◆ SHORT EXERCISE
Rescale the answers in the lines from the one containing "Indicate the distant" up to and including the final line, and give all of those lines again with the requests included. Multiply every coordinate in the answers by 0.95 and round to whole numbers, with halves rounded up, but leave the requests and their sample coordinates unchanged.

◆ EXERCISE MATERIAL
╭──
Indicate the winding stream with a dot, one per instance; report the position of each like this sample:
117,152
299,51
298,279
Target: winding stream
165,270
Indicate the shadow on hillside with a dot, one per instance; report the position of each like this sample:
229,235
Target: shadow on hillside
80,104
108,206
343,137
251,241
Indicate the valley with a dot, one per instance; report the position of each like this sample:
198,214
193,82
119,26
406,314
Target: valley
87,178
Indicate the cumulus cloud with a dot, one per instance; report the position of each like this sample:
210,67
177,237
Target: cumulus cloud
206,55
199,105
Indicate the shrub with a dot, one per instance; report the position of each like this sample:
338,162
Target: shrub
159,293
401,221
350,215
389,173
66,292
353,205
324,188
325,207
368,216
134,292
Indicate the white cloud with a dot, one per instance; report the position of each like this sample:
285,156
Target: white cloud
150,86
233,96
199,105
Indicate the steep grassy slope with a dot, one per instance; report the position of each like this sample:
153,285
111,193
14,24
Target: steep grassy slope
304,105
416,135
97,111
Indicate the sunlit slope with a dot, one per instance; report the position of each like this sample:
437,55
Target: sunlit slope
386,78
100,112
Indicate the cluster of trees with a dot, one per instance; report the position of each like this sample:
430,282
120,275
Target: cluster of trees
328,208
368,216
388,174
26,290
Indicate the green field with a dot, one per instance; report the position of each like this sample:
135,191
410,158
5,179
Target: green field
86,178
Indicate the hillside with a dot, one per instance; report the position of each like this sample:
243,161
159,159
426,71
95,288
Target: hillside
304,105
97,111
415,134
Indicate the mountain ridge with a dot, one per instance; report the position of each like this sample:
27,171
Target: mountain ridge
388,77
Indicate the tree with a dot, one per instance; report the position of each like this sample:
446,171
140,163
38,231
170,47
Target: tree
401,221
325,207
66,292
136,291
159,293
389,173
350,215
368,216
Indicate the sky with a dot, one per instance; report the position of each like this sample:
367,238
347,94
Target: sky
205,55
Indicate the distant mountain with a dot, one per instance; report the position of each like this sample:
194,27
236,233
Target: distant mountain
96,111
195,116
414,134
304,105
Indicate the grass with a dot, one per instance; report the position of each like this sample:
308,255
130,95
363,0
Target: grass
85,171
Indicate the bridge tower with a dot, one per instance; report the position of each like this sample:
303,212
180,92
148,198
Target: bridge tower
╰──
◆ SOLUTION FOR THIS PROBLEM
Indicate the distant mountain with a dot, one per instance; report the position of each like this sample:
194,27
236,233
Target: distant mountain
91,105
185,110
393,127
289,100
Indicate the grass with a dot, one per instance; report the position of each like this sample:
308,255
130,95
363,0
Target: grass
81,162
Indicate the bridge tower with a dot, one per instance; report the position of each like this sample:
303,212
180,92
148,198
Target: bridge tower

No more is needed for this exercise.